The survivor syndrome: childhood sexual abuse leaves a controversial trail of aftereffects

Science News, Sept 25, 1993 by Bruce Bower

Carol Tavris, a psychologist with a private practice in Los Angeles, welcomed the new year with a bang that reverberated throughout the mental heatlh field. In a Jan. 3 NEW YORK TIMES BOOK REVIEW article titled "Beware the Incest-Survivor Machine," she argued that a number of self-help books for victims of child abuse encourage a growing tendency to portray nearly all psychological problems -- and particularly those of women -- as consequences of incest.

"The evidence that [sexual] abuse is more common than we knew is being trivialized by unvalidated claims made by pop-psychology writers that abuse is nearly universal, and that if you can't actually remember the abuse, that's all the more evidence that it happened to you," Tavris argued. "The problems is not with the advice [self-help books] offer to victims, but with their effort to create victims."

▶ _GIVEN INFORMATION_

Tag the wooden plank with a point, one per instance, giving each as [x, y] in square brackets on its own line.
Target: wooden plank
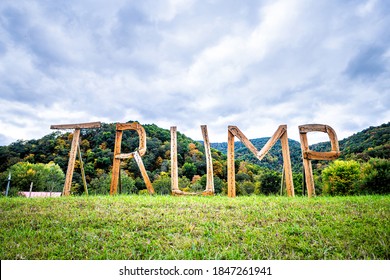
[209, 161]
[141, 134]
[272, 141]
[305, 128]
[230, 166]
[309, 155]
[321, 155]
[116, 163]
[76, 125]
[174, 168]
[238, 133]
[71, 162]
[307, 164]
[144, 174]
[287, 164]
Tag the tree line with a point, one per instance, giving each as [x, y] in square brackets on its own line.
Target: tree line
[364, 167]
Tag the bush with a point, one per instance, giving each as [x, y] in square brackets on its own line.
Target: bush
[245, 188]
[376, 177]
[341, 178]
[45, 177]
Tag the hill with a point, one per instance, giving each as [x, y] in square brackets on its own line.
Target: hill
[97, 147]
[369, 143]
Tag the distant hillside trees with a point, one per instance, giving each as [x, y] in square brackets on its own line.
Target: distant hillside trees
[369, 150]
[353, 178]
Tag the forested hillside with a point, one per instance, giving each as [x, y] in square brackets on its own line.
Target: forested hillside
[369, 143]
[49, 155]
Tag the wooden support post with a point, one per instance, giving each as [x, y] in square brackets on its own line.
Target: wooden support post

▶ _TASK DETAILS_
Write out the part of the survivor syndrome article from "Science News, Sept" to "consequences of incest.". The items come from a different source than the article.

▶ _WRITTEN SOLUTION_
Science News, Sept 25, 1993 by Bruce Bower

Carol Tavris, a psychologist with a private practice in Los Angeles, welcomed the new year with a bang that reverberated throughout the mental heatlh field. In a Jan. 3 NEW YORK TIMES BOOK REVIEW article titled "Beware the Incest-Survivor Machine," she argued that a number of self-help books for victims of child abuse encourage a growing tendency to portray nearly all psychological problems -- and particularly those of women -- as consequences of incest.